§ Task goal: Give back all the data exactly, line by line.

━━━━━ Task inputs

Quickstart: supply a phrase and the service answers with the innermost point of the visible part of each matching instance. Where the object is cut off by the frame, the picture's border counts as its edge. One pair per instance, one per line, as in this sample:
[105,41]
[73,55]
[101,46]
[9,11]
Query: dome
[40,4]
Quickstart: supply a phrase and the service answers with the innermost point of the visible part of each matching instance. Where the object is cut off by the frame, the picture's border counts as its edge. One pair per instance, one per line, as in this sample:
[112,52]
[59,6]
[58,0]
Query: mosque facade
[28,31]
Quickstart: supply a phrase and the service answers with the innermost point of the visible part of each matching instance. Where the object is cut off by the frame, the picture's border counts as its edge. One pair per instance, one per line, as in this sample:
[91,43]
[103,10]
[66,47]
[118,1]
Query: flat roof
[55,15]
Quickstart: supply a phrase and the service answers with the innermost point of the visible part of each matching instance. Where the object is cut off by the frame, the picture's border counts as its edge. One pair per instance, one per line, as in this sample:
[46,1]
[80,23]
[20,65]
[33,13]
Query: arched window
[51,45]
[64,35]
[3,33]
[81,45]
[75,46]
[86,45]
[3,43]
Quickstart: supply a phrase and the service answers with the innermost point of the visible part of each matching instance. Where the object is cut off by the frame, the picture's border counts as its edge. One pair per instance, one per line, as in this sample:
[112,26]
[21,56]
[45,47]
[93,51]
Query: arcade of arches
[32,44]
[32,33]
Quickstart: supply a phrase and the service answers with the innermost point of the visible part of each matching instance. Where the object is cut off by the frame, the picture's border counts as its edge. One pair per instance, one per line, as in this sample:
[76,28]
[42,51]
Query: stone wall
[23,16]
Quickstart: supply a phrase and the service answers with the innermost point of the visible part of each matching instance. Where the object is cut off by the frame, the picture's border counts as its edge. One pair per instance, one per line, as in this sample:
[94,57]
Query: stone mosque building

━━━━━━━━━━

§ Solution to this problem:
Quickstart: supply a phrase and the service answers with the innermost point of the visible part of each matching instance. Where the object is cut off by the frame, the picture's border counts as its edge. One pair per instance, one per line, as in this sample:
[105,41]
[73,55]
[101,46]
[9,11]
Query: dome
[40,4]
Quickstart: supply a phrase and the service answers with the innermost point of the visible part of each matching instance. Where the object is cut off by the frame, the picture's border counts as its edge. One pair per instance, one per line, as in this sample:
[112,52]
[59,6]
[58,0]
Query: mosque facade
[28,31]
Quickstart: supply a phrase and the service answers with the innermost point of the visible part of each matching instance. Where the object is cut off by the frame, the picture's border counts as its edge. One pair per instance, one per line, as in this sample:
[91,43]
[103,10]
[66,47]
[118,1]
Query: flat roof
[55,15]
Quickstart: supply a phrase and the service answers with the innermost point of the visible part of each matching instance. Where the object is cut off by the frame, the picture's border counts as its edge. One pair per instance, one per line, as in this sample:
[46,1]
[80,23]
[20,65]
[33,13]
Query: arched window
[51,45]
[64,35]
[3,33]
[81,45]
[75,46]
[86,45]
[3,43]
Quickstart: supply a phrase and the service answers with the innermost point of the visible part of each matching instance. Where the object is cut off by the frame, the picture's border counts as its edge. One pair per instance, one per line, as in this sample:
[112,26]
[21,56]
[45,47]
[93,51]
Query: arcade of arches
[32,44]
[32,33]
Quickstart: supply a phrase and the service answers with the innermost point of the visible part of each matching instance. Where the object is cut off by the frame, the picture's border counts as its edge. One pair per instance, one per line, as in this sample:
[76,28]
[42,51]
Query: stone wall
[23,16]
Quickstart: supply a phrase and the service answers with the innermost point of the visible part of each matching instance. Where the object is cut off by the frame, the picture's border counts as its edge. One pair per instance, one per line, as in this sample:
[94,57]
Query: stone mosque building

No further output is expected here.